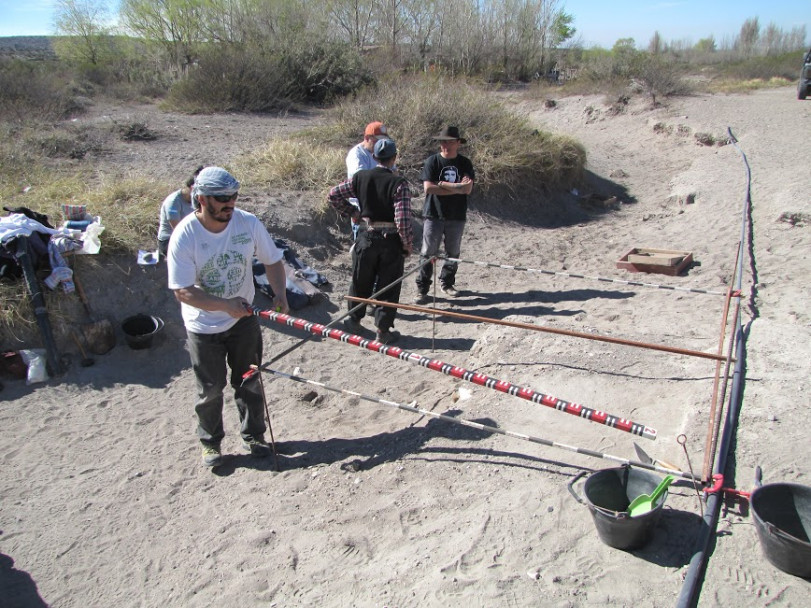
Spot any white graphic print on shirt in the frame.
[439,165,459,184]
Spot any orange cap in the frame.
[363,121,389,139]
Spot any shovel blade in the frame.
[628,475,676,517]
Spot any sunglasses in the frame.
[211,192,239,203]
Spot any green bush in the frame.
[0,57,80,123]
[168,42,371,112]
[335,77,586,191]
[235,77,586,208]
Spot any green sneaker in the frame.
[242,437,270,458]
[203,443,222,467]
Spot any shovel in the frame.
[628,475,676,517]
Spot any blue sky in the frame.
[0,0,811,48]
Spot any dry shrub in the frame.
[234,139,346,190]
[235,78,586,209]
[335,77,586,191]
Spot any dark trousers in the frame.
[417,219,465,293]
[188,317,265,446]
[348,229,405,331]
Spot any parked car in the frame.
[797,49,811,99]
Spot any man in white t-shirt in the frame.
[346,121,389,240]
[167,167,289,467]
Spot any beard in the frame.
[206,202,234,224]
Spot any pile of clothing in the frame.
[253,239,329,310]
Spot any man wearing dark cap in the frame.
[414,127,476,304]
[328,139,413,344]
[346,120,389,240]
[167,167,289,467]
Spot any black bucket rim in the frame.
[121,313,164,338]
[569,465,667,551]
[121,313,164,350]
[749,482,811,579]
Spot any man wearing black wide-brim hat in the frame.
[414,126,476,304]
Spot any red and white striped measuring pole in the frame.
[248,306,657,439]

***

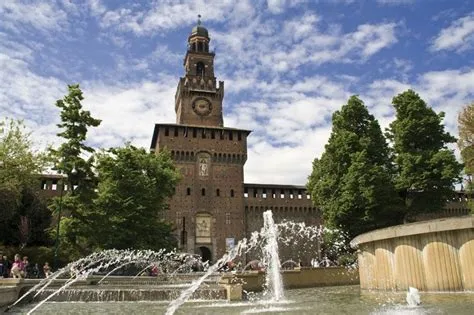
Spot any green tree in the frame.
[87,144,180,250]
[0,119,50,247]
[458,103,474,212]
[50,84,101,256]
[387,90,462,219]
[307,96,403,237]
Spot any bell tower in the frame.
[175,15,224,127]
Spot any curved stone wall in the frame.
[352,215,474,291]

***

▸ What this task involves
Copy out everything from the line containing "Spot any beard in the frame." down to the line containing "[414,126,476,304]", both included, keeping the requests as they are. Scale every bounding-box coordinate in the answers by 0.85, rounding to whole numbers with halves going up.

▸ Solution for this exercise
Spot any beard in the frame.
[175,172,199,190]
Spot any pile of clothing in the frame.
[215,203,280,264]
Spot any man wearing dark cap in the frame.
[352,108,405,258]
[279,118,351,292]
[294,102,331,204]
[142,142,246,397]
Spot any black bucket rim in the frame.
[103,266,139,287]
[484,395,567,468]
[103,266,139,298]
[637,410,689,492]
Spot any man wearing black wide-brim hat in the frame.
[352,107,405,258]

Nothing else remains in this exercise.